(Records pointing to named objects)
START
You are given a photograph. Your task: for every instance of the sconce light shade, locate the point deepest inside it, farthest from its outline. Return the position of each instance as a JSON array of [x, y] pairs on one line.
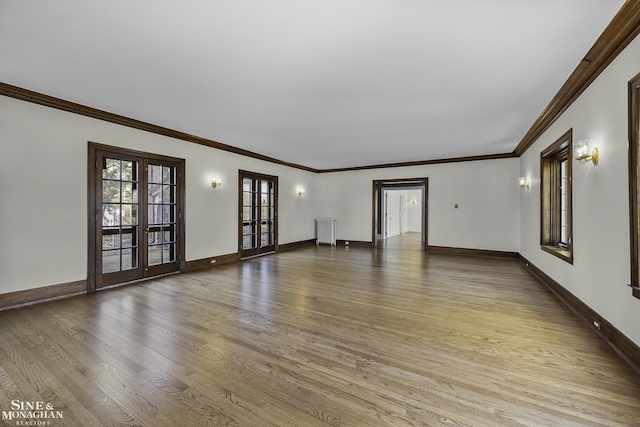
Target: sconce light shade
[[584, 153]]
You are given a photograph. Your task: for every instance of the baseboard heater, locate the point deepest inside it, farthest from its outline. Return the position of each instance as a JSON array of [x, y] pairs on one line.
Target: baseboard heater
[[326, 231]]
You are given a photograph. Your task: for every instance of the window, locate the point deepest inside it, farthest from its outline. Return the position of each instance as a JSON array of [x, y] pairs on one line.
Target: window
[[634, 187], [556, 220]]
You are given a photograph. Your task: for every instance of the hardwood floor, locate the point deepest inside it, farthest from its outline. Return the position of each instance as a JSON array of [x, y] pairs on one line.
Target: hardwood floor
[[319, 336]]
END
■ **SET PROBLEM**
Copy the part of the records above that begins with the line containing "of the baseboard" and ends with the line containing "[[326, 231]]", reproducing those lines precisely.

■ **RESULT**
You are given a photograph. Your task: for every instance of the baseboard heater, locate the point deepest inside it, farthest from its outline. Return the position of each instance as a JSON array of [x, y] pairs on one line.
Target: baseboard heater
[[326, 231]]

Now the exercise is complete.